Quoted text
The BiVO₄ sol was stirred at 80 °C for 6 h to complete the hydrolysis reaction, then the precipitate was filtered and washed with Milli-Q water several times. Finally the precipitate was dried and calcined at 450 °C for 2 h to obtain pure BiVO₄ powder. The TiO₂ sol was dried at 80 °C for several hours and the resultant samples were calcined at 450 °C for 2 h to obtain pure TiO₂ powder.

The BiVO₄/TiO₂ layered structure composites were fabricated by transferring the above coating sol to flat on a glass substrate in an ambient atmosphere. Firstly the BiVO₄ sol was added dropwise to a glass substrate to form the first layer. Then the substrate coated with gel layer was dried and calcined at 450 °C for 2 h to obtain thin film sample. Subsequently the TiO₂ sol was added dropwise to the glass substrate with the thin film and then the substrate was dried and calcined at 450 °C for 2 h to obtain BiVO₄–TiO₂ bilayer composite, denoted as B–T. Finally the BiVO₄ sol was added dropwise to the glass substrate with bilayer composite again. The substrate was also dried and calcined at 450 °C for 2 h to obtain BiVO₄–TiO₂–BiVO₄ three-layer composite, labelled by B–T–B.

All the samples were scratched off from the glass substrate to form powder samples for some catalyst characterization.

Characterization of catalysts

The crystalline phases of pure BiVO₄, pure TiO₂, B–T and B–T–B composites were determined using X-ray diffraction (XRD) (D/MAX-RB, Rigaku, Japan). The diffraction patterns were recorded in the 2θ = 10–90° range with a Cu Kα source (λ = 0.15405) running at 40 kV and 30 mA. The specific surface areas of samples were determined by the Brunauer–Emmett–Teller (BET) method (NOVA 4200e, Quantachrome, USA). The morphologies of samples were examined using an emission scanning microscopy (SEM, S-4800, Hitachi, Japan). The transmission electron microscopy (TEM) and the high-resolution transmission electron microscopy (HRTEM) images were studied with a transmission electron microscope (F-20, FEI, USA) at an accelerating voltage of 200 kv. The UV-vis diffuse reflectance spectra (DRS) of the samples were recorded using a UV-vis spectrophotometer (T9s, Persee, China) equipped with an integrating sphere at room temperature. BaSO₄ was used as the reference. The photoluminescence spectra (PL) were recorded using a fluorescence spectrophotometer (F-4500, Hitachi, Japan) with a Xe lamp as the excitation light source.

Photocatalytic properties

The photocatalytic activities of samples were evaluated by degrading methylene blue (MB) and rhodamine B (RhB) under visible-light irradiation at room temperature using a 400 W Xe lamp with a 420 nm cut off filter as the light source. Experiments were performed at ambient temperature as follows: 40 mg powder photocatalyst was dispersed in 40 mL of MB solution (10 mg L⁻¹) and 40 mL of RhB solution (10 mg L⁻¹), respectively. Before illumination, the suspensions were stirred for 1 h to achieve an adsorption–desorption equilibrium between the photocatalysts and MB or RhB. During the irradiation, the reaction samples were collected at 30 min (60 min for RhB degradation) intervals and centrifuged to remove the photocatalyst particles. Finally, the centrifuged solution were recorded using a UV-vis spectrophotometer (T9s, Persee, China) at the maximum absorption wavelength of 664 nm for MB and 553 nm for RhB.

[Data drawn from a collection]
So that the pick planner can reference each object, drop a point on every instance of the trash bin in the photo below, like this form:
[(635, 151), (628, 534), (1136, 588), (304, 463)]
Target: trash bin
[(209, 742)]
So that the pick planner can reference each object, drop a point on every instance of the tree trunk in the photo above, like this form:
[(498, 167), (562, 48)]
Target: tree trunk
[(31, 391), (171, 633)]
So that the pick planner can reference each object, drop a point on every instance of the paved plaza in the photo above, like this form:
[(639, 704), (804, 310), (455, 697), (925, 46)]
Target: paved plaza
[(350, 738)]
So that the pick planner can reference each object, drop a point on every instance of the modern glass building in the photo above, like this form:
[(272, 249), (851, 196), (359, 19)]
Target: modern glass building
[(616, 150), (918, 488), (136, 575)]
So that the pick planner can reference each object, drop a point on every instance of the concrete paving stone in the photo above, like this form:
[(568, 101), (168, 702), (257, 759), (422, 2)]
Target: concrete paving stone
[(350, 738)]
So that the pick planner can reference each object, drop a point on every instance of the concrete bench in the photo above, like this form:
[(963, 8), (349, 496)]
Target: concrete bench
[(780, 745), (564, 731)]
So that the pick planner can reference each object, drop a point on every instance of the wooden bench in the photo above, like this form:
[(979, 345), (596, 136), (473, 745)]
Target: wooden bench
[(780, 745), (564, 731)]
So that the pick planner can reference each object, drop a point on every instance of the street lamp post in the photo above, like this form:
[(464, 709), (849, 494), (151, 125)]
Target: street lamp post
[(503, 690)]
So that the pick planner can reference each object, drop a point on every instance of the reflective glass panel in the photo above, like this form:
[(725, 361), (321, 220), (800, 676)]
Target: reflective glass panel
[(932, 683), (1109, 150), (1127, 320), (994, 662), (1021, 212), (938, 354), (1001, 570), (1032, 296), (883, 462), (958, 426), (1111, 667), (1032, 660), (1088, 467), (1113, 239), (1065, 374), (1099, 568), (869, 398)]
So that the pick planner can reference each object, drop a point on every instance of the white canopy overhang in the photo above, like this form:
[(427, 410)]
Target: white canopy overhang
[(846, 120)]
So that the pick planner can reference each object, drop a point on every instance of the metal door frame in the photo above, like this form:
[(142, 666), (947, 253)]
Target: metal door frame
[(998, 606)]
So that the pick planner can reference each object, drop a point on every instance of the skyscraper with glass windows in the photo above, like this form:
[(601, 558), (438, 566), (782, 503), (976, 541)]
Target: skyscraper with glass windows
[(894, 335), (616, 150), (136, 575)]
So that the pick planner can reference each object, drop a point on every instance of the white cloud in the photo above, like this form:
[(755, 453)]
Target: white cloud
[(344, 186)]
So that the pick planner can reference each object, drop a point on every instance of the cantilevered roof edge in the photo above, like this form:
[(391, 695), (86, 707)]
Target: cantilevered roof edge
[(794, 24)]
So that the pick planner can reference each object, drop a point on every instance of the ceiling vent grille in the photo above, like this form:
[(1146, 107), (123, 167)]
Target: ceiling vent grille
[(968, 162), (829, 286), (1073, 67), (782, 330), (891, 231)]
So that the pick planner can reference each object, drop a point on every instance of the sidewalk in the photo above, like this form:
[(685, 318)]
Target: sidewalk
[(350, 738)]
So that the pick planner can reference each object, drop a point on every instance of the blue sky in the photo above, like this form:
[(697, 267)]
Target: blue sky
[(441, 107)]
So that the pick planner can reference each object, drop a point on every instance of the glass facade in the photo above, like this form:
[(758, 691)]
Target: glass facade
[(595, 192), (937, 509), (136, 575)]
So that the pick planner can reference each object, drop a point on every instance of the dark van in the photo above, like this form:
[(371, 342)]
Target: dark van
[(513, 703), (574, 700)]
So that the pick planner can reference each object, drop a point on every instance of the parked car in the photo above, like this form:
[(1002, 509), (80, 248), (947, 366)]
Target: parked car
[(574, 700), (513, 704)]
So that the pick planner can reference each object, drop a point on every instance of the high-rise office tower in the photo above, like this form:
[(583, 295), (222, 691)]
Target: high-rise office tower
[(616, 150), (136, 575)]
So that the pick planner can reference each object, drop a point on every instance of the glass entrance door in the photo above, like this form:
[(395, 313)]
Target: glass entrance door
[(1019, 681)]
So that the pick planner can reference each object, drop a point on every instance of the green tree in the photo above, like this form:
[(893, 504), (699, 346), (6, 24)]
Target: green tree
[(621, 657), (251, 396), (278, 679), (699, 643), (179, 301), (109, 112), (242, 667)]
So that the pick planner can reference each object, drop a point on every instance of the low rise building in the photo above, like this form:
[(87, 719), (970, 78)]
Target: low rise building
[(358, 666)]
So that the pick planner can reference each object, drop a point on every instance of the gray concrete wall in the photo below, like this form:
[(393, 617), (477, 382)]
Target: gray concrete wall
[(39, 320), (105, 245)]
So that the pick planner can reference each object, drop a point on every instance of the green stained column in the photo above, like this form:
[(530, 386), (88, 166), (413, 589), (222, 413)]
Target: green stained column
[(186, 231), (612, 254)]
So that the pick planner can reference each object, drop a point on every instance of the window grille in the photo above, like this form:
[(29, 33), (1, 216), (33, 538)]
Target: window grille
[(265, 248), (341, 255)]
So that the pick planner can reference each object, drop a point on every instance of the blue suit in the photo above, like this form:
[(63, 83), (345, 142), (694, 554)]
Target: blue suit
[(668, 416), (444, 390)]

What the task asks
Return, word for word, the portion of the methods passage above that begins at the words "The BiVO₄/TiO₂ layered" and stops after "labelled by B–T–B.".

Full solution
The BiVO₄/TiO₂ layered structure composites were fabricated by transferring the above coating sol to flat on a glass substrate in an ambient atmosphere. Firstly the BiVO₄ sol was added dropwise to a glass substrate to form the first layer. Then the substrate coated with gel layer was dried and calcined at 450 °C for 2 h to obtain thin film sample. Subsequently the TiO₂ sol was added dropwise to the glass substrate with the thin film and then the substrate was dried and calcined at 450 °C for 2 h to obtain BiVO₄–TiO₂ bilayer composite, denoted as B–T. Finally the BiVO₄ sol was added dropwise to the glass substrate with bilayer composite again. The substrate was also dried and calcined at 450 °C for 2 h to obtain BiVO₄–TiO₂–BiVO₄ three-layer composite, labelled by B–T–B.